One last example from StackOverflow. Say we have a binary vector x and want to replace the two elements following every “1” with “1”. We can use Reduce to create a counter that decrements by 1 in the case of “0” and resets to 3 in the case of “1”, so that any two “0” elements following a “1” correspond to positive values in the counter. Taking the sign then gives the desired result:

x <- rep(0, 14)
x[sample(length(x), 5)] <- 1
x
##  [1] 0 0 1 0 0 0 0 1 0 1 1 0 0 1

(counter <- Reduce(function(s, x_) min(3, max(s-1, 0) + x_), 3*x, accumulate=TRUE))
##  [1] 0 0 3 2 1 0 0 3 2 3 3 2 1 3

sign(counter)

# THE TASKS:
1) Answer these questions from the text on the Reduce counter example, one line per answer, marked (a) and (b):
(a) What value does the counter reset to when it meets a “1”?
(b) Which function is applied to the counter to produce the desired result?
2) Translate this sentence from the text on the Reduce counter example into Spanish: "Say we have a binary vector x and want to replace the two elements following every “1” with “1”."
3) Resume the text on the Reduce counter example after its final line, sign(counter), and carry it further.

# DATASET CONTENT:
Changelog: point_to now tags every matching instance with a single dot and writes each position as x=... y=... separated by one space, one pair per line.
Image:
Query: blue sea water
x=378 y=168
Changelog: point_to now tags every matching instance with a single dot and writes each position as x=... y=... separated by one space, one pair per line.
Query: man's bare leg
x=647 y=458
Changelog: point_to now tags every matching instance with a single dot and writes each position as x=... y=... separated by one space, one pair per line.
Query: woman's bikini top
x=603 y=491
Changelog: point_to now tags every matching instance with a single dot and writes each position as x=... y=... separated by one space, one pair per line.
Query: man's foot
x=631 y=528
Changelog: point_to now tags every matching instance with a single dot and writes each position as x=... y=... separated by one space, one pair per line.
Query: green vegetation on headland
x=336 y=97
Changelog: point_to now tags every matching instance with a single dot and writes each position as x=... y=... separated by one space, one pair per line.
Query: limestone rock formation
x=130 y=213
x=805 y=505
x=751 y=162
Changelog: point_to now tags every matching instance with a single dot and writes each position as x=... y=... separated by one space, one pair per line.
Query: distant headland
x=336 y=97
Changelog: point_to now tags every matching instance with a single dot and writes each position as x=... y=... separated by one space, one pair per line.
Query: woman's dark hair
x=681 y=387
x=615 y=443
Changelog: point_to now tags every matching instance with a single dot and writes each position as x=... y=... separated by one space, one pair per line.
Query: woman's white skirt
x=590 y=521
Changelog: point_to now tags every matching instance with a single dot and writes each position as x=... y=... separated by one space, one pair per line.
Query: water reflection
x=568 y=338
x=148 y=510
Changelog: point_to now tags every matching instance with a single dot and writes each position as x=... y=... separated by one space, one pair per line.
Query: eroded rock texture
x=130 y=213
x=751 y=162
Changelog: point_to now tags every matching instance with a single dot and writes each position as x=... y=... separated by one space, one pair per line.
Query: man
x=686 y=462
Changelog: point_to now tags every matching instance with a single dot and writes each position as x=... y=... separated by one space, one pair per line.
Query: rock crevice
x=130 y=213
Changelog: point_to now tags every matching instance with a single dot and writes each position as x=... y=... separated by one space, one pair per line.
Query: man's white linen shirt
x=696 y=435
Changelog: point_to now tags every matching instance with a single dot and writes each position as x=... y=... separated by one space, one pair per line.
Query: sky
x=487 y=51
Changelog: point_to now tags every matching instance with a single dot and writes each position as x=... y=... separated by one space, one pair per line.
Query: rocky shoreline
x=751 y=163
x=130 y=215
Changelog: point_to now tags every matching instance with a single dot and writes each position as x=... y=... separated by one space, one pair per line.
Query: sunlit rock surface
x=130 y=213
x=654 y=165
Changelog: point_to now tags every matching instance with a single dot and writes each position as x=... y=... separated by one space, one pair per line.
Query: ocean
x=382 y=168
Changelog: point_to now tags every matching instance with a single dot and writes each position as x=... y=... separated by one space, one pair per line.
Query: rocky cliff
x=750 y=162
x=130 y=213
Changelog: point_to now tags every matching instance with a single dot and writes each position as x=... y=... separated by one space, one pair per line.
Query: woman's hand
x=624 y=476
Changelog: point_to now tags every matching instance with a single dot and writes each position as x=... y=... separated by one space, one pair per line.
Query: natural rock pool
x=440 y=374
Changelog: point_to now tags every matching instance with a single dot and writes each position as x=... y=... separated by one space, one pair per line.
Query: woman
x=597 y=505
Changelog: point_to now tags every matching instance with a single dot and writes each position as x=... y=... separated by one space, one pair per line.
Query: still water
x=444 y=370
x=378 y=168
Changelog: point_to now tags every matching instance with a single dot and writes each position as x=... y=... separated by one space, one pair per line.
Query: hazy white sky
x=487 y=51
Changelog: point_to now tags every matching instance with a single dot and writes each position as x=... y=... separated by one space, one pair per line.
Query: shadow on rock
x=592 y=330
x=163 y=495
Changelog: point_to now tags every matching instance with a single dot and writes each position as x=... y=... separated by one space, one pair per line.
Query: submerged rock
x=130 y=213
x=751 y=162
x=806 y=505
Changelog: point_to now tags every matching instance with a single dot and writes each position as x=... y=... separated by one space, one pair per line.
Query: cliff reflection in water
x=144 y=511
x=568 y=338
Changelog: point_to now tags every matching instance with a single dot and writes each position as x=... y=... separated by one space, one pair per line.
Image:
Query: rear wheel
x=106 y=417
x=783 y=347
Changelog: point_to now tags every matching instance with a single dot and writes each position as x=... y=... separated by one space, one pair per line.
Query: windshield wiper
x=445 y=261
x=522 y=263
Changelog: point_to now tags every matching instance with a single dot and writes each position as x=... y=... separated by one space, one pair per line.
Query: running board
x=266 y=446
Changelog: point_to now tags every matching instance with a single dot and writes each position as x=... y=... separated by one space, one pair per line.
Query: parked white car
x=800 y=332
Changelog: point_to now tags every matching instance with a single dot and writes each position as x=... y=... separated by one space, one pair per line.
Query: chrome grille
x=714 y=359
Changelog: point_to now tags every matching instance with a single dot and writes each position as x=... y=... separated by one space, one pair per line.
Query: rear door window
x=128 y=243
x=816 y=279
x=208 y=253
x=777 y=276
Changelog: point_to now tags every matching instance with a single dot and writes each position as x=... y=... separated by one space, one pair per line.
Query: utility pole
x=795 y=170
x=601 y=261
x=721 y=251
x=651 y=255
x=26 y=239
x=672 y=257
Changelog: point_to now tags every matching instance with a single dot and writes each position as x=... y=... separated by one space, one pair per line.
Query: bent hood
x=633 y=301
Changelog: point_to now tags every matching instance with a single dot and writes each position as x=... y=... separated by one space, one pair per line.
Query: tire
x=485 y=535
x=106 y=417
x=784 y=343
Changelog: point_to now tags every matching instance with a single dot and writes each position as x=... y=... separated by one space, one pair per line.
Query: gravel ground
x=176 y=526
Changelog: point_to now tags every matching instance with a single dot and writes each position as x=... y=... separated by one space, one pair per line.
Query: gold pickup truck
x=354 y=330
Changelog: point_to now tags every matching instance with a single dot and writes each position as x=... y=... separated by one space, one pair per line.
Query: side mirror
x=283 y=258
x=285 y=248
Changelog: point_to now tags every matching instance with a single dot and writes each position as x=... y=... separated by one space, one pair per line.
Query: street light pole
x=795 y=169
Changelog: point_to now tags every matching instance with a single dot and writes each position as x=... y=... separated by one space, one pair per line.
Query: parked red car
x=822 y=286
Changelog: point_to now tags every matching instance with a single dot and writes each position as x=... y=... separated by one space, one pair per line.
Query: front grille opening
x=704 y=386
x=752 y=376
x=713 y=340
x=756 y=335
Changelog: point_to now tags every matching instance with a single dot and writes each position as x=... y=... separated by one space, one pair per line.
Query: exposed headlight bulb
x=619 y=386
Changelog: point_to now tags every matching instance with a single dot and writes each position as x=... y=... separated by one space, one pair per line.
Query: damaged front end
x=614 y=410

# TASK RESULTS:
1)
(a) 3
(b) sign

2) Supongamos que tenemos un vector binario x y queremos reemplazar los dos elementos que siguen a cada “1” por “1”.

3)
##  [1] 0 0 1 1 1 0 0 1 1 1 1 1 1 1

This solution takes some thought, and perhaps an alternative method would be preferable for the sake of readability. But the point is that Reduce is flexible enough to be a contender for a much wider range of problems than is usually recognized. My hope is that the above examples help illuminate how Reduce (and functional programming) can be used cleverly to provide compact solutions for certain kinds of programming problems.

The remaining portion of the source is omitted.